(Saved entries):
_ _ _

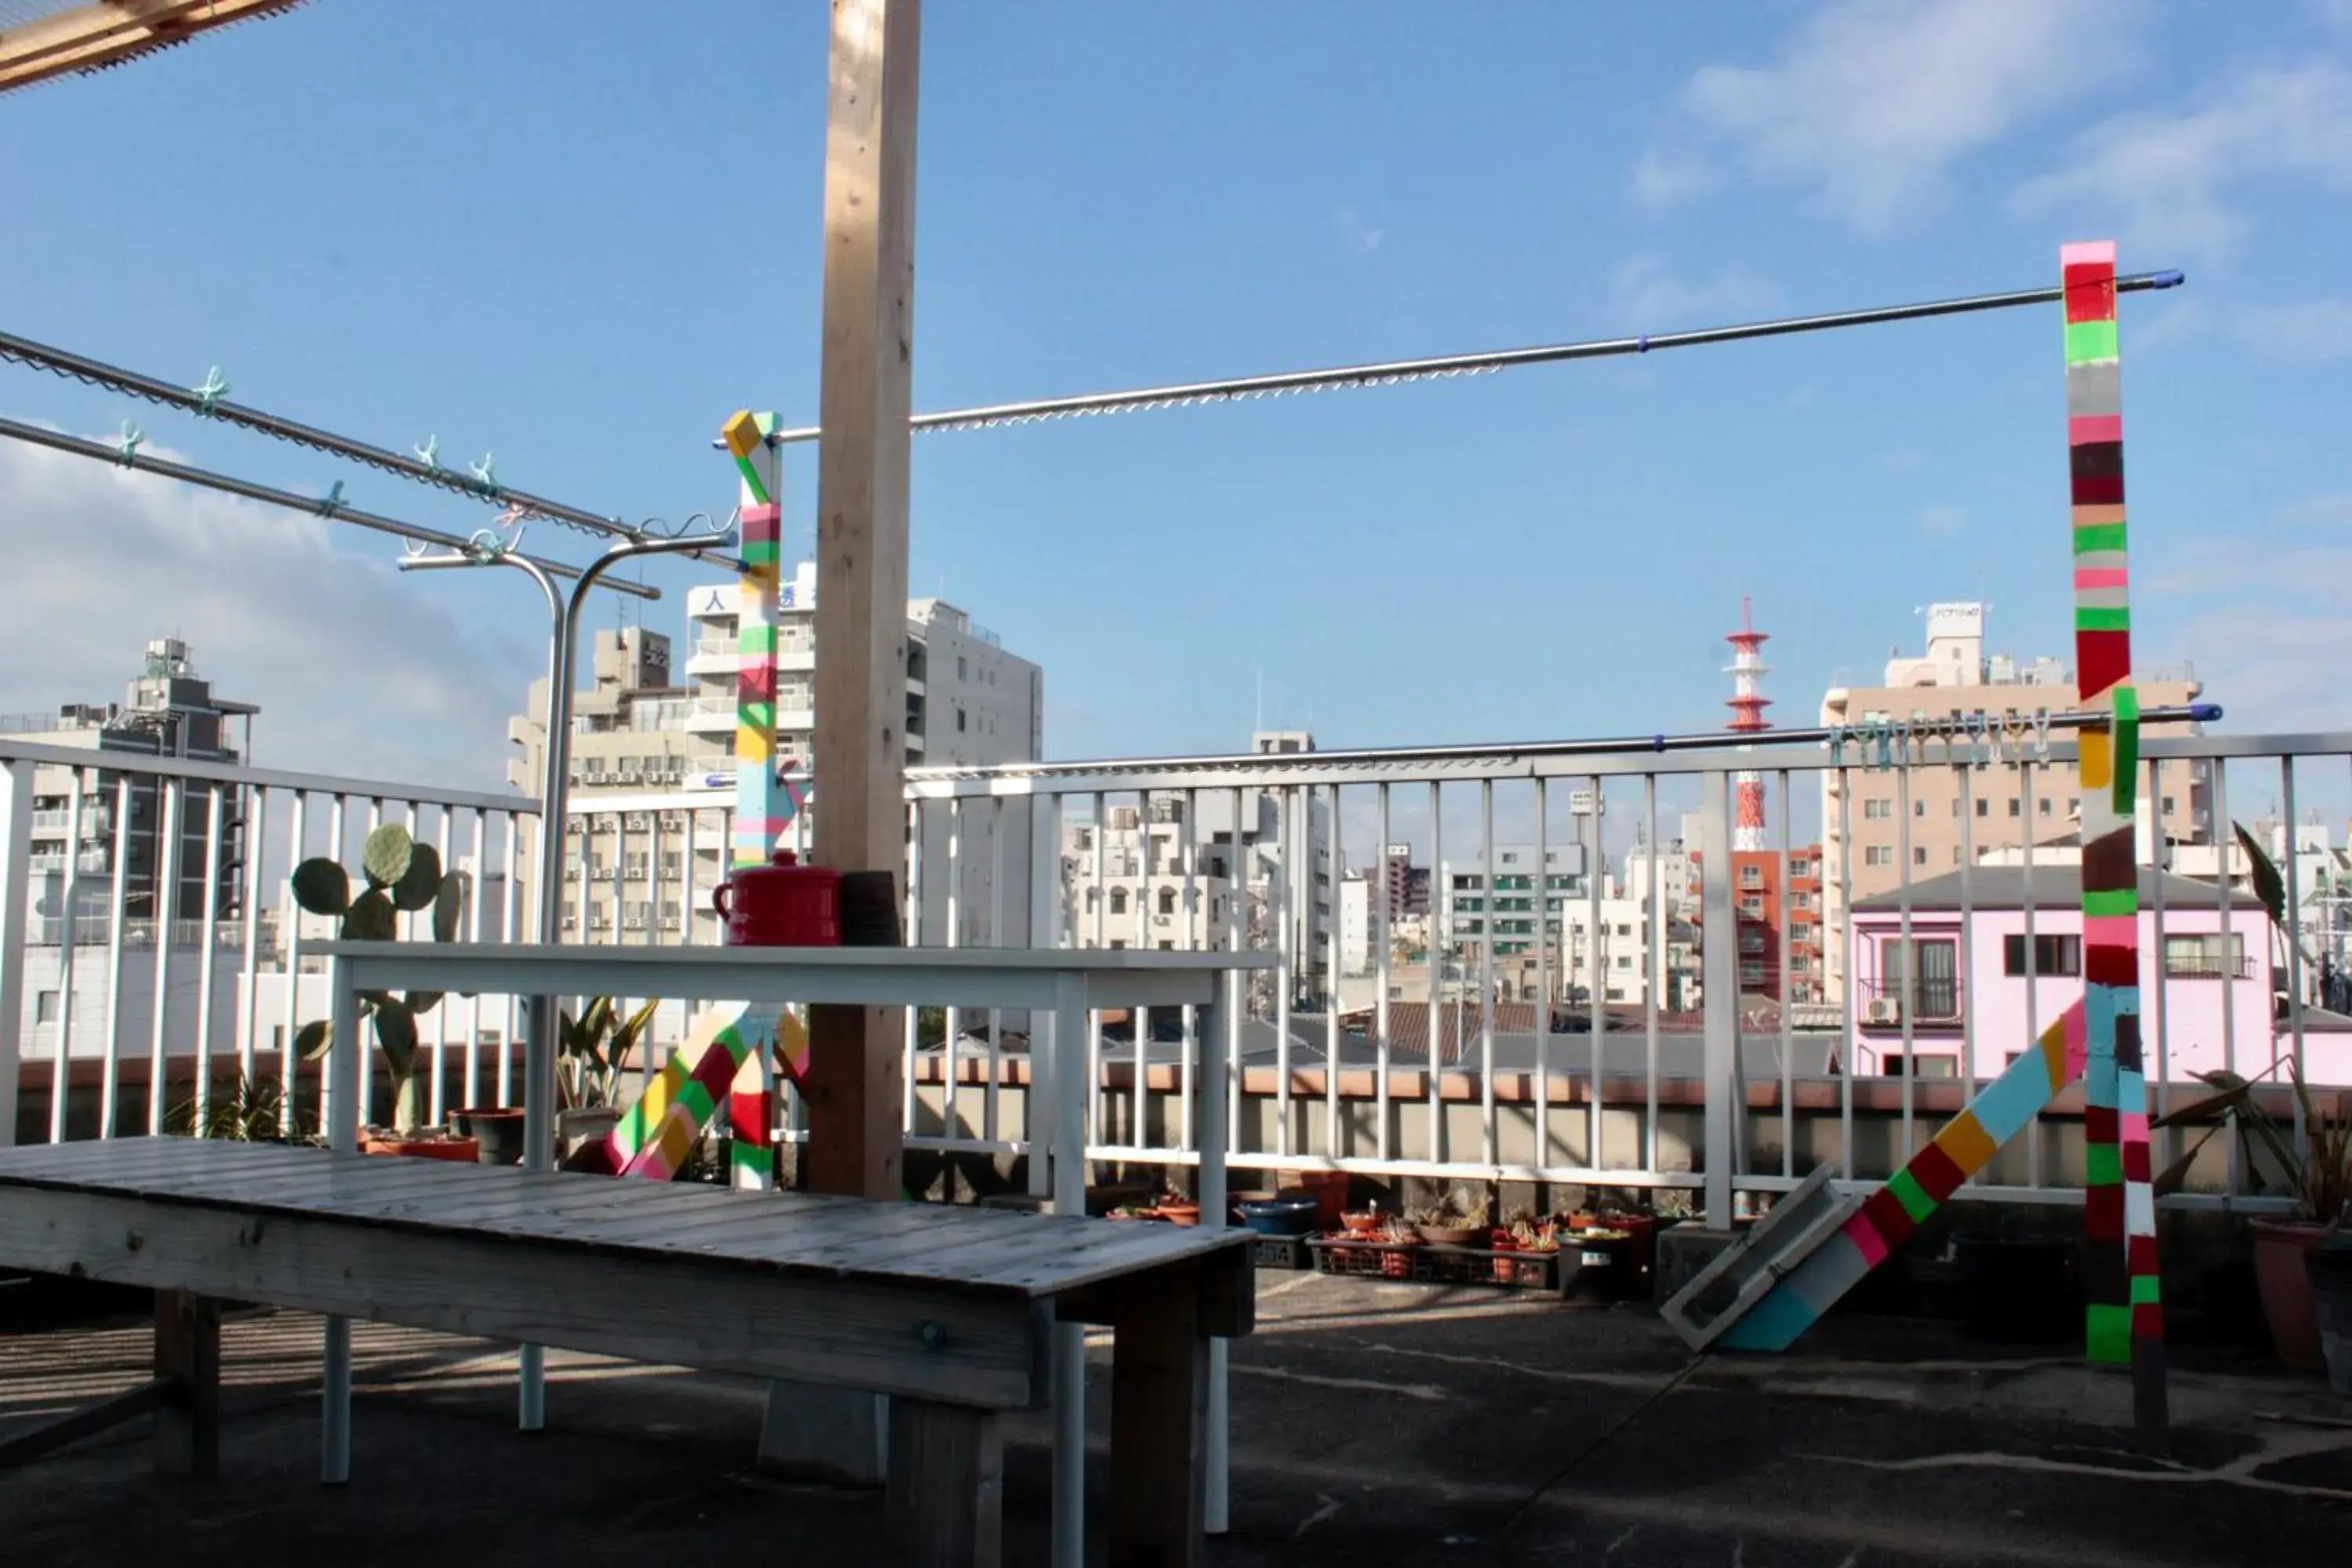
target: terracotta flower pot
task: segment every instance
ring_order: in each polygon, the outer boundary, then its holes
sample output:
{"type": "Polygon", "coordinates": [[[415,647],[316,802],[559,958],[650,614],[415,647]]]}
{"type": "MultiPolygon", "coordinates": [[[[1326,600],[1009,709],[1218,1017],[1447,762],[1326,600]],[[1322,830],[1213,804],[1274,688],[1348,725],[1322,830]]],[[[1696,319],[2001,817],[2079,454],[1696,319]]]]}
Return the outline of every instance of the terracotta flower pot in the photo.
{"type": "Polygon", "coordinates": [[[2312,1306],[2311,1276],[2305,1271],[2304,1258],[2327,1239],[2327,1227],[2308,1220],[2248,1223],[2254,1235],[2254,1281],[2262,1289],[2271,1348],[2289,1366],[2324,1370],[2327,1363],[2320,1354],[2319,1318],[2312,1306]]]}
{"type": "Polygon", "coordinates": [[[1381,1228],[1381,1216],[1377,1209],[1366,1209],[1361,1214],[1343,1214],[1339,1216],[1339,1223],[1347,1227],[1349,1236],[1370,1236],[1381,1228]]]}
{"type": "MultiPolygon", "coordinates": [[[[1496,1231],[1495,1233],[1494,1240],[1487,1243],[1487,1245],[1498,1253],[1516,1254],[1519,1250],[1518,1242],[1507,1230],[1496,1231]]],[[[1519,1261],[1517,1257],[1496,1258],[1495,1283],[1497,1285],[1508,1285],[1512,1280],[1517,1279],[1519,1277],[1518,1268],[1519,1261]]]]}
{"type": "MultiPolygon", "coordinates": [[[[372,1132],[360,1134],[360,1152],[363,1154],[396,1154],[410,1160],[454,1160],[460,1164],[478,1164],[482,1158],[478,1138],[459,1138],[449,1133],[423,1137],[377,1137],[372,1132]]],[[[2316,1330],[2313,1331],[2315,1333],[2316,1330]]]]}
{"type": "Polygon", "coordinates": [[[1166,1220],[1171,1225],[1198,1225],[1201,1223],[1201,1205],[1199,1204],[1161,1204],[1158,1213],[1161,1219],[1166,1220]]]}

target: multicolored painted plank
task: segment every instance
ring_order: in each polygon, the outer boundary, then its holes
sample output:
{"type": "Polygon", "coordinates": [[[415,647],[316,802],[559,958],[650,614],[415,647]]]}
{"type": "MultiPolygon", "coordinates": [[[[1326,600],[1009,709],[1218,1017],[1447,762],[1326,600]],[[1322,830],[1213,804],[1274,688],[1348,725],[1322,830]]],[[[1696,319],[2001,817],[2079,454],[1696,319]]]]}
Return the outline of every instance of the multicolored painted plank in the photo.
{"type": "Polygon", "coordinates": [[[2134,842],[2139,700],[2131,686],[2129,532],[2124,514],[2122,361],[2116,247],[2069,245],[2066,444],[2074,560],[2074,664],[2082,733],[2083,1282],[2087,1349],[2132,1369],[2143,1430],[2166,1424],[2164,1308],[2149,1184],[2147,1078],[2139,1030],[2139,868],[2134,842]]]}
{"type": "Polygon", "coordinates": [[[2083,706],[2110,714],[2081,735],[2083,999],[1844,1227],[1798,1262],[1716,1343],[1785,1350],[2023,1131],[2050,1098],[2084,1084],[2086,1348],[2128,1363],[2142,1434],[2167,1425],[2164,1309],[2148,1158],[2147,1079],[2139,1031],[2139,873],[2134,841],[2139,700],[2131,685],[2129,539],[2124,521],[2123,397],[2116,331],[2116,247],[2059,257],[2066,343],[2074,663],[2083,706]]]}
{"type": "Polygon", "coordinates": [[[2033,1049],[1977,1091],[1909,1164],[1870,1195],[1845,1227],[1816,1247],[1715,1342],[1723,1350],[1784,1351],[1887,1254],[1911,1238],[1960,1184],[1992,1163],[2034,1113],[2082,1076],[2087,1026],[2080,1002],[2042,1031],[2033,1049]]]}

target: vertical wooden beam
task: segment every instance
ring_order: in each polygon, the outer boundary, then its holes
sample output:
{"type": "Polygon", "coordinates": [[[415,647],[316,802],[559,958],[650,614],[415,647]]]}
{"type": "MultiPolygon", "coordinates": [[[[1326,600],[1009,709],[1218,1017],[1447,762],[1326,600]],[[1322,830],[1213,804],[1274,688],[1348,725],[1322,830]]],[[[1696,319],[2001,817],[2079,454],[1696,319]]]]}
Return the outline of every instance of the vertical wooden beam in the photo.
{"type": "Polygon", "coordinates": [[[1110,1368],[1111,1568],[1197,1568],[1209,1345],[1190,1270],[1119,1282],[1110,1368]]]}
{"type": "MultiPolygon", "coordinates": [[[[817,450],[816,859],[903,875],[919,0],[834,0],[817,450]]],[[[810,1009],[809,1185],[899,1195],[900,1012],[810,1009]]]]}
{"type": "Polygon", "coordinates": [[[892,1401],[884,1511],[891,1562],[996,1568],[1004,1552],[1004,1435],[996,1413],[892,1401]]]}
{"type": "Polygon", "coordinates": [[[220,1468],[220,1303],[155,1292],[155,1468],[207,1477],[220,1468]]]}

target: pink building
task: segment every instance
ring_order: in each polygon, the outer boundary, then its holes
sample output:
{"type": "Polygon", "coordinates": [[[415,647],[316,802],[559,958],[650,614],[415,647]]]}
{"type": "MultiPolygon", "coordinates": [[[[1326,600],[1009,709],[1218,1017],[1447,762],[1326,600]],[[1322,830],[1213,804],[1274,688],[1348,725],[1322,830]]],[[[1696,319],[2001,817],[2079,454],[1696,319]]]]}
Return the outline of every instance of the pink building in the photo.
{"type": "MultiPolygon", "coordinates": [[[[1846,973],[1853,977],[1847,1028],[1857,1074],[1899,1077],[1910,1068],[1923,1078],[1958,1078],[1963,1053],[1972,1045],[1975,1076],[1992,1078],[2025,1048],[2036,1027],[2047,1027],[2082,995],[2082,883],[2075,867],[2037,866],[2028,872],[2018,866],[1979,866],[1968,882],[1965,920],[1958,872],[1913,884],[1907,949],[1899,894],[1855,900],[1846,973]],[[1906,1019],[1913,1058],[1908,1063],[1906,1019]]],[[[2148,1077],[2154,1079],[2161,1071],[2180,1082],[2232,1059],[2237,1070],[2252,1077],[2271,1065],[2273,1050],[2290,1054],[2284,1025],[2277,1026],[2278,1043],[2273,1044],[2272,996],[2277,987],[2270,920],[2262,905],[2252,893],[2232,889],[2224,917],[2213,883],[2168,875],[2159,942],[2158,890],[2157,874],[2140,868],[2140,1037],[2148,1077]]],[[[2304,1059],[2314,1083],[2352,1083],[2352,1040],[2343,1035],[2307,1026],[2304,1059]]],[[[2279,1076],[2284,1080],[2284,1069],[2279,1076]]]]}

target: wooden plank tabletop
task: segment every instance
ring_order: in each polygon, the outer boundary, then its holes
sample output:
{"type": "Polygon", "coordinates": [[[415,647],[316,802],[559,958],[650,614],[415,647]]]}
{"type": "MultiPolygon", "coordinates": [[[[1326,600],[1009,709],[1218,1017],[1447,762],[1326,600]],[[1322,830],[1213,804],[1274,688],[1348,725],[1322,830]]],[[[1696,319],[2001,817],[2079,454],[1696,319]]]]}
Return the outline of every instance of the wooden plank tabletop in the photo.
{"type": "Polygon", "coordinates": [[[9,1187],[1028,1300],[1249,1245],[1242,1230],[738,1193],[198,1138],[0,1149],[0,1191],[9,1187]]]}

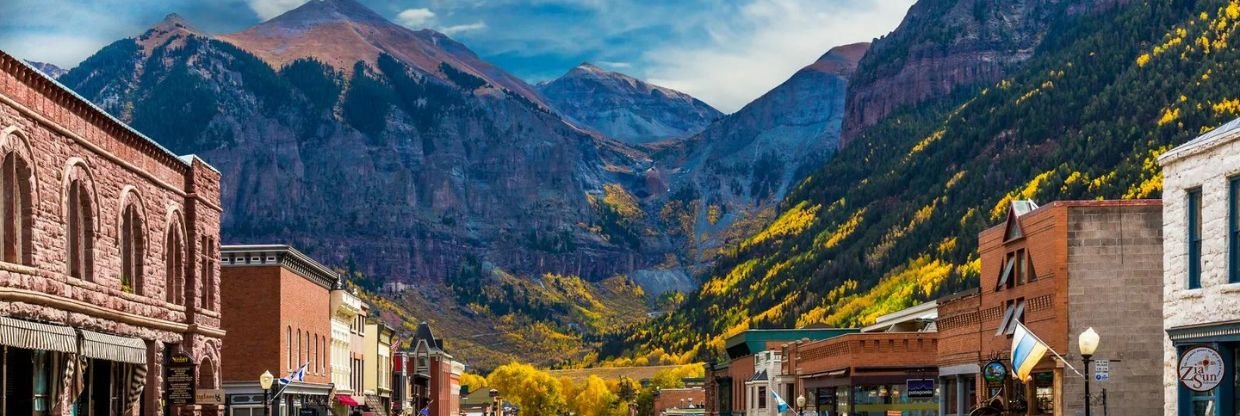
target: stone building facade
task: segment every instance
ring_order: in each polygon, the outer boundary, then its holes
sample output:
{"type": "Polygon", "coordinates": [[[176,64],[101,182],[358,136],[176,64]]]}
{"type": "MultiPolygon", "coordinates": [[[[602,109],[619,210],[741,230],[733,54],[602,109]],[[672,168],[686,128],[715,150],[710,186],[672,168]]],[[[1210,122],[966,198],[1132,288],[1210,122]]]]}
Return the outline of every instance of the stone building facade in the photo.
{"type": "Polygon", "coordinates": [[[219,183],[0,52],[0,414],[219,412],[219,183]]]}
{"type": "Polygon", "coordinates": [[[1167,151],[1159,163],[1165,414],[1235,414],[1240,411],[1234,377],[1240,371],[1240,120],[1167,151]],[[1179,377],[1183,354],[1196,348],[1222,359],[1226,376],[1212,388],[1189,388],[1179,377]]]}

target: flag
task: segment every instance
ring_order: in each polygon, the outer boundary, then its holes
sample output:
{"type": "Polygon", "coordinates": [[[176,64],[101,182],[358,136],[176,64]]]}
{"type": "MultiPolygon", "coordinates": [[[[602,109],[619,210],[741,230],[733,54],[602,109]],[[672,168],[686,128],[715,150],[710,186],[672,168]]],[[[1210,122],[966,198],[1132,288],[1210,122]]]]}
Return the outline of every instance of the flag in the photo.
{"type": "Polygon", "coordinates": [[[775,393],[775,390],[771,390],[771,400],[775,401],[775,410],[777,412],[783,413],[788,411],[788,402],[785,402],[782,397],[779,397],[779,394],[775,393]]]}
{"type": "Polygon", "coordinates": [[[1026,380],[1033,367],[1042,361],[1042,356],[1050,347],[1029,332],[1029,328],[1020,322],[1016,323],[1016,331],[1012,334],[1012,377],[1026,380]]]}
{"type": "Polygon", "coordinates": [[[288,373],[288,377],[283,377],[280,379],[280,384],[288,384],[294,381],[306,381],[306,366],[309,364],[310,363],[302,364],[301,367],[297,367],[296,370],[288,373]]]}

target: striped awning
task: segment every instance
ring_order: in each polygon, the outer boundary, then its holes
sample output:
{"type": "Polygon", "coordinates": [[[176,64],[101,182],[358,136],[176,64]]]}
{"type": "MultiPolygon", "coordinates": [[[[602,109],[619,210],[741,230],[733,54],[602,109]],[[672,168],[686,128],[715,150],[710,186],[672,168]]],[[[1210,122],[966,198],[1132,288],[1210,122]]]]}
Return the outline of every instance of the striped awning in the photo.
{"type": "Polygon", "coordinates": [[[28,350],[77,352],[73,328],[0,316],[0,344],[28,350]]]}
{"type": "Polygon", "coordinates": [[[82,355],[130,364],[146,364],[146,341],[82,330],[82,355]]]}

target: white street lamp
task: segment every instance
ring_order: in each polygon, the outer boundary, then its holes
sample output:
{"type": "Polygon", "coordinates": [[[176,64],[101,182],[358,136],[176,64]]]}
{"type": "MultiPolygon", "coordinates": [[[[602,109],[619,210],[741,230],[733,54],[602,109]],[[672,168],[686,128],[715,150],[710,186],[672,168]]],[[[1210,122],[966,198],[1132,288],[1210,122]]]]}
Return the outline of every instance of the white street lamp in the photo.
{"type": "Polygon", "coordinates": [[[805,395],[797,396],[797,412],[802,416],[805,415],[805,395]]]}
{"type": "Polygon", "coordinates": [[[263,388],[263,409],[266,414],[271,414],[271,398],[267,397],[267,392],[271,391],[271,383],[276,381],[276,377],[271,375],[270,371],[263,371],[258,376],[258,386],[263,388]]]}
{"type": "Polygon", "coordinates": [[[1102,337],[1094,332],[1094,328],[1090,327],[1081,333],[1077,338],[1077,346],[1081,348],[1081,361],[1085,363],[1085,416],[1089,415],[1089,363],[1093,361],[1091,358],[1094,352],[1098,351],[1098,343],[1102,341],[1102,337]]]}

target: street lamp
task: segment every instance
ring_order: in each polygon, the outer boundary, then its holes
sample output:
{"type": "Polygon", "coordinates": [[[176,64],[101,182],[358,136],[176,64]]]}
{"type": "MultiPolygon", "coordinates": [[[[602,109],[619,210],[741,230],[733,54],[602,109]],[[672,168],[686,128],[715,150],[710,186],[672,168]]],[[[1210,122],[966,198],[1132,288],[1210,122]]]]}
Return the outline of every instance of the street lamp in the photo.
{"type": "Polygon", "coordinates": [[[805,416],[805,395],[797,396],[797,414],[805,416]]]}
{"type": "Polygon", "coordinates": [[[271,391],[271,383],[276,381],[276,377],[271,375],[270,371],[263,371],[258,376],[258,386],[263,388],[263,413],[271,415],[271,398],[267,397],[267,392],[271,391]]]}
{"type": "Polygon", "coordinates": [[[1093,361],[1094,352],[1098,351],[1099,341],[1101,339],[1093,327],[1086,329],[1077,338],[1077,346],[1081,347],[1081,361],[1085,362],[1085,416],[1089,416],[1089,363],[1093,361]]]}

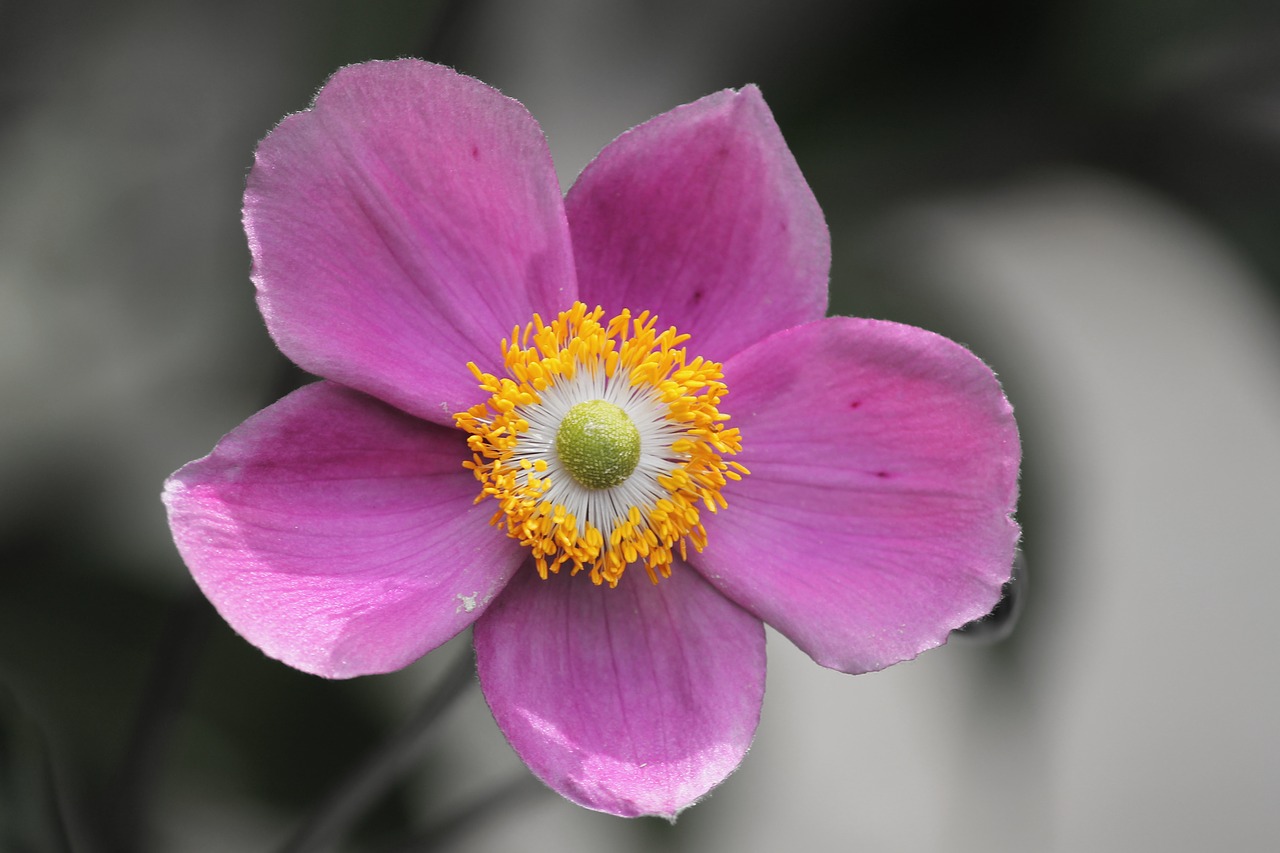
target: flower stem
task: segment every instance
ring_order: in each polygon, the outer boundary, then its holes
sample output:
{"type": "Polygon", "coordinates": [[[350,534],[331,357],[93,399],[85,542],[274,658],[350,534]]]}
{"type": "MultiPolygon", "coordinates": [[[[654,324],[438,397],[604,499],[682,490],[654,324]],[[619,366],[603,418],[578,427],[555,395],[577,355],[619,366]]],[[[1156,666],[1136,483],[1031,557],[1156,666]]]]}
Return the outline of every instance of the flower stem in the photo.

_ _ _

(Exercise): Wherever the string "stem" appears in the entries, copy that line.

(Answer space):
target: flower stem
Return the outline of every instance of the flower stem in the photo.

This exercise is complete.